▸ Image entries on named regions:
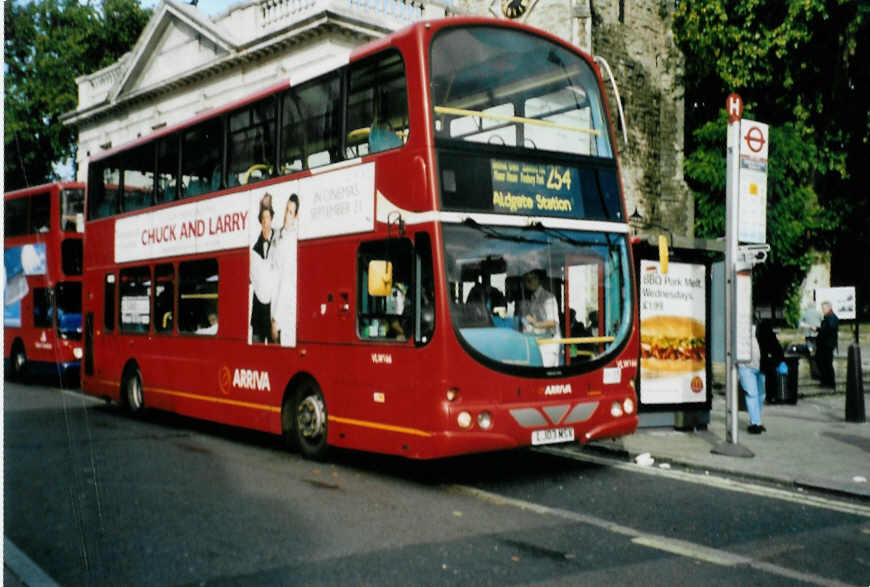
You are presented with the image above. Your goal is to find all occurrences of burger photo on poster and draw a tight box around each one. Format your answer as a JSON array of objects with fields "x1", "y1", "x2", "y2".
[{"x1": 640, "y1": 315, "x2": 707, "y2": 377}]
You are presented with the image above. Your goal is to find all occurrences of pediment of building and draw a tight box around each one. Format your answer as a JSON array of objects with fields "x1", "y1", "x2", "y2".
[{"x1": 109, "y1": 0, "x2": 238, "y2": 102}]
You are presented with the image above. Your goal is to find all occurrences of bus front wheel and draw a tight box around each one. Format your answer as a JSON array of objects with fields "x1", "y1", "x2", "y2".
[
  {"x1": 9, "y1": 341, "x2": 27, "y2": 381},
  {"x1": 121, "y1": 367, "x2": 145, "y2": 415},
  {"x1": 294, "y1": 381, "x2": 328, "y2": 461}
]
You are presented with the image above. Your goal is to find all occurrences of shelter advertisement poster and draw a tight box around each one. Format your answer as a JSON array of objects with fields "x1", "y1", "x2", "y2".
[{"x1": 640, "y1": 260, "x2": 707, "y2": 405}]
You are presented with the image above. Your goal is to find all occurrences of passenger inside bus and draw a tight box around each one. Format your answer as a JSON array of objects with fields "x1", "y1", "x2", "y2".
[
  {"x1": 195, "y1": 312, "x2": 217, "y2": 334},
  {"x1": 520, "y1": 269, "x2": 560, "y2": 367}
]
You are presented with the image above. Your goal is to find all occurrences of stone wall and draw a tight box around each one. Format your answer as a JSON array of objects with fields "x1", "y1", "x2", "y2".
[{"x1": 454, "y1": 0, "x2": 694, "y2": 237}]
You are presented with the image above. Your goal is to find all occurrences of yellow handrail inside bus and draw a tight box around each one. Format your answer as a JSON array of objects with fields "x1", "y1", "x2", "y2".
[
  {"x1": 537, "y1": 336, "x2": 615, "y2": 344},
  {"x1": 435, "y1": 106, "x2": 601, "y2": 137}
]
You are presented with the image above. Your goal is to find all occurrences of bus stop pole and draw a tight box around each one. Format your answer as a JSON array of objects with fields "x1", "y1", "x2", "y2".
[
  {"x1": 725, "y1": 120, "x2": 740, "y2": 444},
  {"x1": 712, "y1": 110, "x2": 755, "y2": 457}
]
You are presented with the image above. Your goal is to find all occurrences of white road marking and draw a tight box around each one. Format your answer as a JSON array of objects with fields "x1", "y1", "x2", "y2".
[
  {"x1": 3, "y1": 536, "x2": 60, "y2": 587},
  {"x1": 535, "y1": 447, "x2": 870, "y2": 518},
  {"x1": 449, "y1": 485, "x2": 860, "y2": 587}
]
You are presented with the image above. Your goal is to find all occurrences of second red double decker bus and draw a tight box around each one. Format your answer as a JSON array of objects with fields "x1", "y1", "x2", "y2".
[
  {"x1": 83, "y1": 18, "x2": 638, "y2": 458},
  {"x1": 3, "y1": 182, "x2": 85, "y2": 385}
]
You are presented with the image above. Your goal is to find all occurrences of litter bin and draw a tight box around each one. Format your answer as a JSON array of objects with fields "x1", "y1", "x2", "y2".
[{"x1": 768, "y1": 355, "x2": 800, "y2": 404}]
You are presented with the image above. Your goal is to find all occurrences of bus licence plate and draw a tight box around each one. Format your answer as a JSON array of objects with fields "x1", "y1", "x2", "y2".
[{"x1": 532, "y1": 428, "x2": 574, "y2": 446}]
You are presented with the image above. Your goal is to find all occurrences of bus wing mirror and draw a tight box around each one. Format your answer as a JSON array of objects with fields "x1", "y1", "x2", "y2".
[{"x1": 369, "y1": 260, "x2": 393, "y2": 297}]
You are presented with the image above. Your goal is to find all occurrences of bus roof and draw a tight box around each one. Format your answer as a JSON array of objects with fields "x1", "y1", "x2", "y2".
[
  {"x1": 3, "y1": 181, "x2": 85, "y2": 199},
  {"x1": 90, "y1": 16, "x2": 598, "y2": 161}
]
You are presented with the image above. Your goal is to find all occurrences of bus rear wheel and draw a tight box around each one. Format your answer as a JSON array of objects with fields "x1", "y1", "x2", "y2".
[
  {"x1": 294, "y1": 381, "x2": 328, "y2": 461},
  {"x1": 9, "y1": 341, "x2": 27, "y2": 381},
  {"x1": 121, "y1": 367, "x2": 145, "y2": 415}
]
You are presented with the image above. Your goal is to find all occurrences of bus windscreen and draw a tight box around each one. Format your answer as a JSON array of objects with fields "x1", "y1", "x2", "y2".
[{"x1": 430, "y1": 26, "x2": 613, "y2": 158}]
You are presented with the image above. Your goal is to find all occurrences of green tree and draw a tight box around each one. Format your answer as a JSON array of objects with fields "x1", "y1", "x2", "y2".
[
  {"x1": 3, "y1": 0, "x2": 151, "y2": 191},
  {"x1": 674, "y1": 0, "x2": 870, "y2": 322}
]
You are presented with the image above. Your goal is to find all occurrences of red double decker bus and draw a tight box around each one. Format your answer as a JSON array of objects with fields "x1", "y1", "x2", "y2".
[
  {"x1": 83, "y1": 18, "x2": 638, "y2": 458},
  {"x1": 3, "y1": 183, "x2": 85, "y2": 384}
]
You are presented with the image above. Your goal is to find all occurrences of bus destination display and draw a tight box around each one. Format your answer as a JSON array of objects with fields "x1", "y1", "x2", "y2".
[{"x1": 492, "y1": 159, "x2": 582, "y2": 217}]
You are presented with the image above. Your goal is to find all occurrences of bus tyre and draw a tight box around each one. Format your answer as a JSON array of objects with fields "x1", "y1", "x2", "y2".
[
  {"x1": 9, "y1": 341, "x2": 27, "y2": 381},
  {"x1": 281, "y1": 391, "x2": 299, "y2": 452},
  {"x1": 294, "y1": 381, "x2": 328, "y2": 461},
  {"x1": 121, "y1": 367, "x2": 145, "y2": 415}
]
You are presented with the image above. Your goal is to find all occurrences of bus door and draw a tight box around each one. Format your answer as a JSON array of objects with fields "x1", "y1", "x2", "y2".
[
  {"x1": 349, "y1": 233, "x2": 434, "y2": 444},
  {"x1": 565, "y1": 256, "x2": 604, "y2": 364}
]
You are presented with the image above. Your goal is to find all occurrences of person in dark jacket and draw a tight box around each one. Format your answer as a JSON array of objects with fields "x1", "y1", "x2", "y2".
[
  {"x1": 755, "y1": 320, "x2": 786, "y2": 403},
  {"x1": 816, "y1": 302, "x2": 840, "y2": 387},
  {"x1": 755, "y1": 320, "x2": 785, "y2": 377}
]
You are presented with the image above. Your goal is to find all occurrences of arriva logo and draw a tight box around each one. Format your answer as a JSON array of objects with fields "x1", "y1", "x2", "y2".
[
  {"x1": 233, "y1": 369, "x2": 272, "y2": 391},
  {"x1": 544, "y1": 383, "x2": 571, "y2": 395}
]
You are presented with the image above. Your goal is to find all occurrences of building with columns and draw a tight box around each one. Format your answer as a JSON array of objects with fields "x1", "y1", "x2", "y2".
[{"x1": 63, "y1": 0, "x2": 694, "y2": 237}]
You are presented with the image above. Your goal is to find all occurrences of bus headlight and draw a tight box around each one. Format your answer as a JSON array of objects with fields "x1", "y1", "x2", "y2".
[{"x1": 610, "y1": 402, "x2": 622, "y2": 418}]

▸ What this task involves: Repeat the part of the rows that opens with the line containing "of bus headlight" and runs through the end of the rows. Leave the request unchanged and shift every box coordinate in the answer up by 106.

▸ Solution to the problem:
You are presented with the image above. Your goal is to find all occurrences of bus headlight and draw a tight box around each one. Format your answer as a JSON array of objects with fields "x1", "y1", "x2", "y2".
[{"x1": 716, "y1": 508, "x2": 728, "y2": 524}]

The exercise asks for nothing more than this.